-- Requirement --
Repeat word for word the lines of the listing below, starting with the line that contains "Your objective: find every orange" and going on through the line that contains "[383,99,603,253]", with both of those lines included.

-- Records provided --

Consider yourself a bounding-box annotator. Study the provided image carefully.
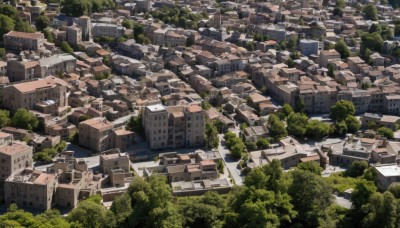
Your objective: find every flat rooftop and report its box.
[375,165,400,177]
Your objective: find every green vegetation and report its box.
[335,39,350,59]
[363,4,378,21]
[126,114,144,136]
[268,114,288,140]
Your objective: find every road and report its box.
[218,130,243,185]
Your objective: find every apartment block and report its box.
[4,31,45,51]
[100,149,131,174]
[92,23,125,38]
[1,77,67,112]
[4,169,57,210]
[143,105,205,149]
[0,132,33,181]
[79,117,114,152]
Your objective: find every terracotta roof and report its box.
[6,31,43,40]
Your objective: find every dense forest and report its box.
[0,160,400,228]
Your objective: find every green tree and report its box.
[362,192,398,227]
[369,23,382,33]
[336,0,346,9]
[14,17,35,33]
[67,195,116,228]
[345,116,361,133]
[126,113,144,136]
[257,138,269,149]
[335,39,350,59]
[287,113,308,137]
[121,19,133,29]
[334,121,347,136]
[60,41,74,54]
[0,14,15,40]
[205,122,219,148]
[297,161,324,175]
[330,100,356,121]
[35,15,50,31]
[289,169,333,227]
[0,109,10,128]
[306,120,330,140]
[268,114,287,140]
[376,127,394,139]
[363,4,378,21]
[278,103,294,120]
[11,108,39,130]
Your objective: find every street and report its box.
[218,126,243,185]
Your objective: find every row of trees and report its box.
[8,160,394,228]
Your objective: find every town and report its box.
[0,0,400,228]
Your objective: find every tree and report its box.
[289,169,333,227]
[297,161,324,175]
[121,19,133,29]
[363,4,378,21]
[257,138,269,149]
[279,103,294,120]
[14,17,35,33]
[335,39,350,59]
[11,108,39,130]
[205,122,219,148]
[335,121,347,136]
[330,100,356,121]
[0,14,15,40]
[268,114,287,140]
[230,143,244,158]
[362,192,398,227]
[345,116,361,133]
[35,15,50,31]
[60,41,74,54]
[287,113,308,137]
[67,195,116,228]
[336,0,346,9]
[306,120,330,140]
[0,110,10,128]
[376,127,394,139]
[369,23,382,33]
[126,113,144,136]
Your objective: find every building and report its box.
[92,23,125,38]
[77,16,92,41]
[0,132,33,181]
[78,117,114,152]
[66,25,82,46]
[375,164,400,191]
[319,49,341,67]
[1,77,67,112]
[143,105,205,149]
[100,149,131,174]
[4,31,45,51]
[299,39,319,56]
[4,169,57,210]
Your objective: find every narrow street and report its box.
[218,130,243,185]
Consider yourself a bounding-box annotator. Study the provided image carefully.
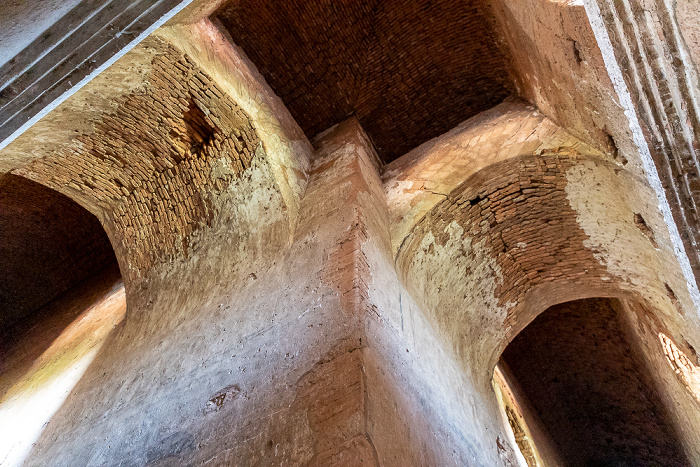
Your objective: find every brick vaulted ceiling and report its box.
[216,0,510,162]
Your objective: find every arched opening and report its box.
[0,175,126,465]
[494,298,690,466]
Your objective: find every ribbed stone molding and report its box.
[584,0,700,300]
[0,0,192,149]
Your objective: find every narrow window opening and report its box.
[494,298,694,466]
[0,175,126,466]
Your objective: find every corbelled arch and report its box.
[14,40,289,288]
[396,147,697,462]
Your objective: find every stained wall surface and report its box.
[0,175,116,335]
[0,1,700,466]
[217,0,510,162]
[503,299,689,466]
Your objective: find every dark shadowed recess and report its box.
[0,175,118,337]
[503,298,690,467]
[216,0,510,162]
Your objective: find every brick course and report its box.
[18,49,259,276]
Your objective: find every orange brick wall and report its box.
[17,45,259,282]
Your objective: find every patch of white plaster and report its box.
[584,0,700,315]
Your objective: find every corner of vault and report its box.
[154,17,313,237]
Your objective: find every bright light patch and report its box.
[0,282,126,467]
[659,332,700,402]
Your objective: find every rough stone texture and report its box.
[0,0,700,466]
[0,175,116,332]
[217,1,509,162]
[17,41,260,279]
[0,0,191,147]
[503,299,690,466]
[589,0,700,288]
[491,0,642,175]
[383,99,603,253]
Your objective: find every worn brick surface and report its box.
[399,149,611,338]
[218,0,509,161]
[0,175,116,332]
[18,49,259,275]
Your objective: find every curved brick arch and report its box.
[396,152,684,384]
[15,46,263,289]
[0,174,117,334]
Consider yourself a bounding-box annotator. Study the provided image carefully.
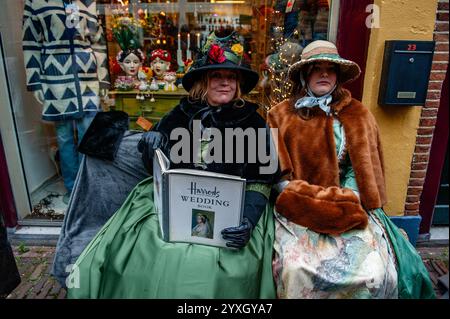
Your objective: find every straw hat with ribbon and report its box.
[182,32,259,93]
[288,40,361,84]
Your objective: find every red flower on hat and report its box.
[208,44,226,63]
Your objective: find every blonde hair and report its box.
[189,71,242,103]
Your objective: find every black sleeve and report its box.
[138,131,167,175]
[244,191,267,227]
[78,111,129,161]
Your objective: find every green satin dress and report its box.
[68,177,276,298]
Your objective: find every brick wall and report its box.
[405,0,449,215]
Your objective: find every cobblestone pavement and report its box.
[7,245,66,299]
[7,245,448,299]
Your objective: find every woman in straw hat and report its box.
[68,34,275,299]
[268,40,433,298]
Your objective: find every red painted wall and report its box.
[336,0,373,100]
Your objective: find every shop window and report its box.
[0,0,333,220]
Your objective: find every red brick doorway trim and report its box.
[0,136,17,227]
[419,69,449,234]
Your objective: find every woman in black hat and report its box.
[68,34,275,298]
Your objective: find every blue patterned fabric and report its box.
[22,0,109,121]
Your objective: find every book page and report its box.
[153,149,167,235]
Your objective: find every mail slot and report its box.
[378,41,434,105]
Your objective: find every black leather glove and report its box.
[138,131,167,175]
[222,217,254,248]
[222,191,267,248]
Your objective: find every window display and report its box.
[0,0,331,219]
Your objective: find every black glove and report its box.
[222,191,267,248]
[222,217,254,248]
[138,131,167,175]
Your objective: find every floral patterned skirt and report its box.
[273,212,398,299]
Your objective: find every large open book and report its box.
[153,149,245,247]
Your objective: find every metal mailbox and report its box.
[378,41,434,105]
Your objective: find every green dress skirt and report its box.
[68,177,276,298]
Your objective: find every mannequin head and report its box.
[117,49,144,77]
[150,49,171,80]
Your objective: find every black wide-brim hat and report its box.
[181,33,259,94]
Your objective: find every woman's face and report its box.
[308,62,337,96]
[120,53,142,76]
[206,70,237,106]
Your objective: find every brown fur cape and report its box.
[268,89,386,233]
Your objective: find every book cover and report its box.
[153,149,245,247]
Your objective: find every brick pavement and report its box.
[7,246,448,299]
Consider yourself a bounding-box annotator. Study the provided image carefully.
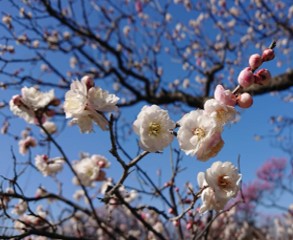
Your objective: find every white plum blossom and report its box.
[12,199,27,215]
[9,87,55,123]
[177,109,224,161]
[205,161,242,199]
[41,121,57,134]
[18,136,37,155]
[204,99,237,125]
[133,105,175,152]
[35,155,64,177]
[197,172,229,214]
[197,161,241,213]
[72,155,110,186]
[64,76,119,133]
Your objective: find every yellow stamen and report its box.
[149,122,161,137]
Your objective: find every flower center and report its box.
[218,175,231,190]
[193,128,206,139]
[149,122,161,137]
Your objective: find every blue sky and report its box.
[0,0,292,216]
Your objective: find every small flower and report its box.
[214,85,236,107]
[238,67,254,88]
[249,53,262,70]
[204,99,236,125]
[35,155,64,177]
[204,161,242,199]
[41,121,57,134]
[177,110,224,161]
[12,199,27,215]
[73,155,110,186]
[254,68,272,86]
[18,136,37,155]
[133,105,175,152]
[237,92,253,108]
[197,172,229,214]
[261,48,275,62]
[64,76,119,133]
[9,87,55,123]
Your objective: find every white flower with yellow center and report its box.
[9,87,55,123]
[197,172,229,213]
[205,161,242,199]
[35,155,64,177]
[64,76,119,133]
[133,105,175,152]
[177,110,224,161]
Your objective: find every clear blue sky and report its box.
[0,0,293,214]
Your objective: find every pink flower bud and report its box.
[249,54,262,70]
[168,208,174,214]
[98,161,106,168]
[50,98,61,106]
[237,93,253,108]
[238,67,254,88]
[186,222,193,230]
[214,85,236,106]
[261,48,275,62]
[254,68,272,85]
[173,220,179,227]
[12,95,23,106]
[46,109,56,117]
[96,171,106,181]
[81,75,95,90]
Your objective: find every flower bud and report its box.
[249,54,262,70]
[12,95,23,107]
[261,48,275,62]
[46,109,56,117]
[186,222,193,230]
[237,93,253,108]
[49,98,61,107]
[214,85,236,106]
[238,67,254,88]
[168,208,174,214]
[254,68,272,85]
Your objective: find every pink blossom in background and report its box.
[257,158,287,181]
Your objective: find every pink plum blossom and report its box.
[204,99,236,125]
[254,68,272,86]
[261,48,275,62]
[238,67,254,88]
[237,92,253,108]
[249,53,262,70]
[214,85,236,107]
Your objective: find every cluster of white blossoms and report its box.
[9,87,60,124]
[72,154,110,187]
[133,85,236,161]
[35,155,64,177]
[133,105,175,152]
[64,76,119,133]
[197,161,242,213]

-- Task result --
Your objective: find every orange brick wall and report its box.
[17,45,259,282]
Your objective: find every patch of white plaster and report its box.
[584,0,700,315]
Your objective: find every corner of vault and report its box.
[154,17,313,237]
Your objective: find every bright light patch and report its box.
[0,282,126,467]
[659,332,700,402]
Your objective: find every rough stone texture and report its box.
[0,0,700,466]
[0,175,116,332]
[217,1,509,162]
[17,41,260,279]
[0,0,191,147]
[503,299,690,466]
[589,0,700,288]
[491,0,642,175]
[383,99,603,253]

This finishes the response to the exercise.